* [Aim 1]
From the National Defense Strategy transcript, quote the passage starting at "So, I don’t" and ending at "in the Strategy.".
* [Aim 2]
Condense the paragraph of the National Defense Strategy transcript that begins "Yes, [I am] satisfied" into a short bulleted list that keeps its main facts.
* [Aim 3]
Write what comes next in the National Defense Strategy transcript, picking up after its final sentence.

* [Supplied text]
------------------------------------------------------------------------
Echevarria is currently a professor of strategy at the US Army War College. He’s held the General Douglas MacArthur Chair of Research and the Elihu Root Chair of Military Studies and is the author of six books on military strategy.
So, Dr. Hoffman, a lot has happened since we published your article. I’m really looking forward to this conversation today. My first question, in fact, did you get what you were hoping for from the new National Defense Strategy [NDS]?
Dr. Frank G. Hoffman
Yes, [I am] satisfied. I have a certain sympathy for folks who write strategy documents, and so, I know how difficult it is, and I know that these documents have to talk to many audiences. And, you know, you could chop up the 10, 12 pages of actual texts of the summary that’s out there and see that it’s talking to the White House, that it’s talking to allies, it’s talking to adversaries, it’s talking to commercial vendors. I mean, it has a lot of audiences, and I’ve seen a lot of criticisms, and I’m sympathetic because I’ve been in the shoes of [those] trying to edit or craft a couple of these in my prior life.
But, I was pleased with the framework. It has some clarity to it. I think like Dr. E. [Echevarria], I took out all the op [operations] art terminology from the 2018 Strategy, things like lines of effort and things that aren’t as strategic, and I tried to, you know, visualize a theory of success for our strategy. And, I don’t get that necessarily out of these four elements, but the way they are clearly stated and prioritized, I agree with that, and it’s largely in sync with my article—with some improvements.
Host
I feel very fortunate to have two such esteemed strategists in the studio with me today, and I'm curious how each of you see theory informing the recently published NDS.
And also, where do theory and force planning realities collide most sharply?
Hoffman
On the theoretical part, dealing with strategy per se, you know, one of the things I’ve written about, I think Dr. E’s written about [it], too, is the importance of a theory of success, which I think deals with the ways of a strategy.
Of course, it’s also important to have coherence between the ends, ways, and the means. One of the reasons I was writing my article over a year ago was the insolvency problem, which really deals with the means gap.
So, I don’t see an overarching integrated theory of success for the four elements, but I do see—particularly for the China component of the strategy—a clear theory of success expressed. The foundation for that was in the 2018 Strategy. It’s [from] some of Mr. [Elbridge A.] Colby’s writings in his book in the past. So, I see that imprinted in there, and that’s the part of theory that I see practically employed in the Strategy.
------------------------------------------------------------------------
Dataset items:
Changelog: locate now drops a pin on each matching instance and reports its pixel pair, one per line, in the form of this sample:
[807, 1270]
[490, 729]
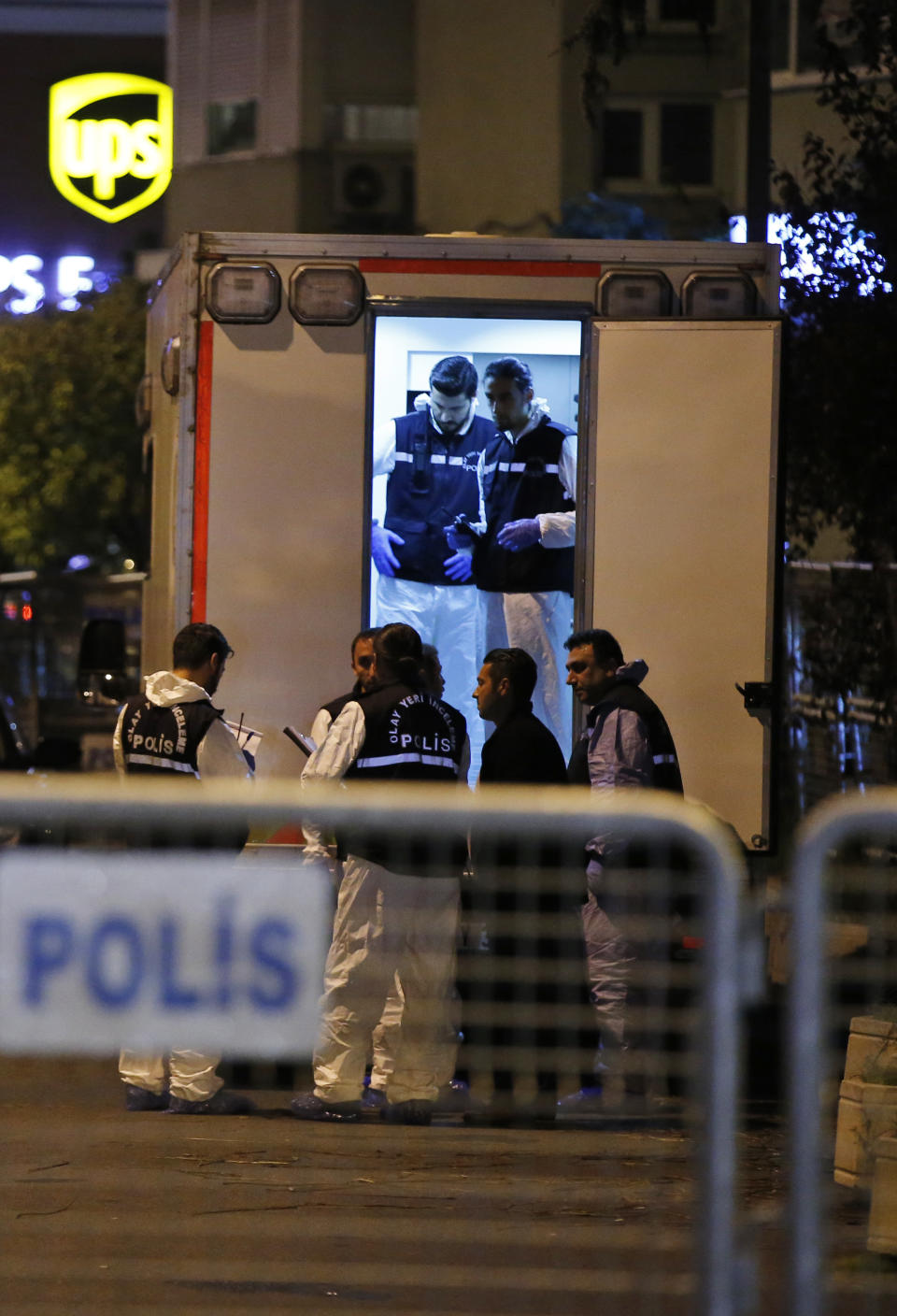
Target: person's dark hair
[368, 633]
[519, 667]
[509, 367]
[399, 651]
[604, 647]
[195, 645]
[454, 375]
------------------------------------------------------------------------
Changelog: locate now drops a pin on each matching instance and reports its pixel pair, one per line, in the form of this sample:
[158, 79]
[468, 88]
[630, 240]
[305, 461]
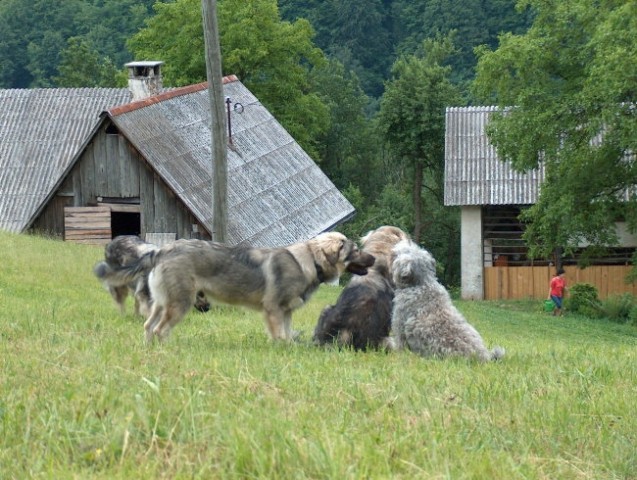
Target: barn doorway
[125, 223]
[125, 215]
------------------------------------------------------------------------
* [Task answer 1]
So, I don’t see an overarching integrated theory of success for the four elements, but I do see—particularly for the China component of the strategy—a clear theory of success expressed. The foundation for that was in the 2018 Strategy. It’s [from] some of Mr. [Elbridge A.] Colby’s writings in his book in the past. So, I see that imprinted in there, and that’s the part of theory that I see practically employed in the Strategy.

* [Task answer 2]
- The speaker is satisfied with the new strategy.
- The speaker sympathizes with those who write strategy documents and knows how difficult the work is.
- Such documents must address many audiences. The 10 to 12 pages of summary text speak to the White House, allies, adversaries, and commercial vendors.
- The speaker has seen many criticisms but remains sympathetic, having tried to edit or craft a couple of these documents in a prior role.

* [Task answer 3]
But I do think that the NDS Summary, as I understand it—I understand it’s just a shell and the budget hasn’t been submitted, but I don’t see the Strategy as written for closing the insolvency gap very much. It’s not a compelling or persuasive story for Congress to fund the gaps that I’ve seen in the past, which are mentioned in the Strategy. The president has talked about a very large increase in the means, but I haven’t seen that submitted to the Hill. And this Strategy won’t lift up the attention of Congress on what to do with that money. It’s sort of written as a strategy that makes trade-offs that are pretty clear about Europe for Asia and the Middle East and things. It’s a strategy that’s largely trying to make [the most of] the harsh, constrained resources, which is applaudable, but it’s not a compelling story for a change if that’s what the president really wants.
Dr. Antulio J. Echevarria II
From my standpoint, the theory and strategy mix has to do with our basic assumptions and how those are informed by a theory as a foundation. Even if we aren’t consciously thinking about a particular kind of theory as we’re trying to write a strategy, I think we are informed by the assumptions that are built into a theoretical approach and so on.
But I think Frank is right that one of the things that I did not see in this NDS was closing the gap. The $36 trillion, I think, is what you cited in your article last year, and the last number I saw was $38 trillion in debt.
Hoffman
It goes up $7 million an hour.
Echevarria
Yeah, so some serious effort is needed there, but maybe that will be forthcoming, and a plan to get there will be forthcoming in the upcoming months or something. I don’t know. We’ll see, I suppose.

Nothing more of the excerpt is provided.